§ SUPPLIED PASSAGE
BLOOM: Why is it so tiring?

Stephanie Lurch: The silence. Silence is the oldest tool of oppression. There might be quiet agreement, nods, bathroom conversations, but little public support. It makes the work more difficult. It’s not what our ancestors taught us. Our well-being is intertwined with the well-being of others. That’s how I was raised by a Jamaican mom and a Black community that supported me.

BLOOM: Was there a moment when equity became central to your work?

Stephanie Lurch: I don’t think there was one moment. It seeped in. I couldn’t separate equity from who I am and what I do. I’m a caregiver to my mom and once I took her to the emergency room because she was having a hard time breathing. The doctor walked in with his head in the clipboard and didn’t look at her. I leaned over and said: 'Please treat her like a white, middle-aged, middle-class male executive. Give her all the tests you would give them.' Only then did he look up. And they did the tests. This is why equity is embodied in my work. 

BLOOM: What draws you to working with children and families?

Stephanie Lurch: They’re the future. They come uncensored. They’re full of radical possibility. They have stories too. I’m interested in their stories. I never had a provider who saw my possibilities. I’m interested in being someone I never had.

BLOOM: What barriers do families face in healthcare?

Stephanie Lurch: Attitudinal barriers. Low expectations. Language. Money. Racism. The people who speak English get better care. The forms are in English. They can comprehend the information and make better decisions. When you can’t understand, you can’t make good decisions, and then you’re judged for it.

BLOOM: How do race and disability shape healthcare experiences in Canada?

§ COMPLETE THE FOLLOWING
a. According to the interview with Stephanie Lurch, why is her work so tiring? Answer in one to three sentences.
b. Repeat word for word the part of the Stephanie Lurch interview starting at "BLOOM: What draws" and ending at "I never had.".
c. List every barrier that families face in healthcare, as named in the interview with Stephanie Lurch.
The material that follows comes from a separate source and has no connection to the interview.

§ INPUT DATA
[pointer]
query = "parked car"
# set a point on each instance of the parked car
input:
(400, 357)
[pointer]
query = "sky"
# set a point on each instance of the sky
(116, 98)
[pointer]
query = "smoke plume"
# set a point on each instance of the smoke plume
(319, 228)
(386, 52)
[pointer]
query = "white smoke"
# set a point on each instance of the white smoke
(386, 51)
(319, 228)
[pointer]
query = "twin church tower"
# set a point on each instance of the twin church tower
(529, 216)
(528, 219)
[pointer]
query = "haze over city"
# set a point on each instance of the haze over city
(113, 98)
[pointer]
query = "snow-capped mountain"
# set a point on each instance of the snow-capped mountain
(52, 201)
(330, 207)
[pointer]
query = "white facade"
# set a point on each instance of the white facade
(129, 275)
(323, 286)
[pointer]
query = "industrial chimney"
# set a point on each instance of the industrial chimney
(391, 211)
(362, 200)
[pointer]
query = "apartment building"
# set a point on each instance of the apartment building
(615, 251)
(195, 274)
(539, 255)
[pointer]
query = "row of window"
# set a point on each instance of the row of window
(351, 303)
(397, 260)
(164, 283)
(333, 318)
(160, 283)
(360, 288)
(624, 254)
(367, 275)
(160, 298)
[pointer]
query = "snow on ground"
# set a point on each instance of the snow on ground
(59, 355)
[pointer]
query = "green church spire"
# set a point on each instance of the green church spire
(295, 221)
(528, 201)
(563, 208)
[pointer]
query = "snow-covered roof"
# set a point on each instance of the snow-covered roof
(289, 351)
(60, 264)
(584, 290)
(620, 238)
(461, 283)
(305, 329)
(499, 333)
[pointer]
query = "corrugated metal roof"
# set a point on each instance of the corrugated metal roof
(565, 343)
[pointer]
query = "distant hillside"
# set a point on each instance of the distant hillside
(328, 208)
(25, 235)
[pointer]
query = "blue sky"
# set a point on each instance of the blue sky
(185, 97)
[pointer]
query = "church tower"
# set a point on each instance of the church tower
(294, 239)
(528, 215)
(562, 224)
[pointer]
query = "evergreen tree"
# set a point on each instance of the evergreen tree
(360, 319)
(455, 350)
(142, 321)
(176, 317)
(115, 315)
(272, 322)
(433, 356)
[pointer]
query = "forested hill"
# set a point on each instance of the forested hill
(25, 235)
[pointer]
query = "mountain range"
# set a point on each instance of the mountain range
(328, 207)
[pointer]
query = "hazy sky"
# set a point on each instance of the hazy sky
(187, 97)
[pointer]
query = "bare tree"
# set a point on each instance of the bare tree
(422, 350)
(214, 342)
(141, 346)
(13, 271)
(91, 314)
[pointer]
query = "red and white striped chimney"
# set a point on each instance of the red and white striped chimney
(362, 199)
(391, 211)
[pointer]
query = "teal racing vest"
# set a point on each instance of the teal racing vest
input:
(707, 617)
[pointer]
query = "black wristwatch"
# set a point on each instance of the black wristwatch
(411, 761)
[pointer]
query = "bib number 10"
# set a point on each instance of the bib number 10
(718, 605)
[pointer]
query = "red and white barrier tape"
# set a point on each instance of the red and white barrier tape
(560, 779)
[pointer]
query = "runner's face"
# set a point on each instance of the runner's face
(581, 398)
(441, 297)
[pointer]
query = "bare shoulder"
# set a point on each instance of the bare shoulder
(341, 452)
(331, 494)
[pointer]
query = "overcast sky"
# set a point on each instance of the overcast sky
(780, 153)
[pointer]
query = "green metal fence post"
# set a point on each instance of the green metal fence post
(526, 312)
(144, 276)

§ SOLUTIONS BY TASK
a. The work is tiring because of silence. There may be quiet agreement, nods and bathroom conversations, but there is little public support, and that makes the work more difficult.

b.
BLOOM: What draws you to working with children and families?

Stephanie Lurch: They’re the future. They come uncensored. They’re full of radical possibility. They have stories too. I’m interested in their stories. I never had a provider who saw my possibilities. I’m interested in being someone I never had.

c.
- Attitudinal barriers
- Low expectations
- Language
- Money
- Racism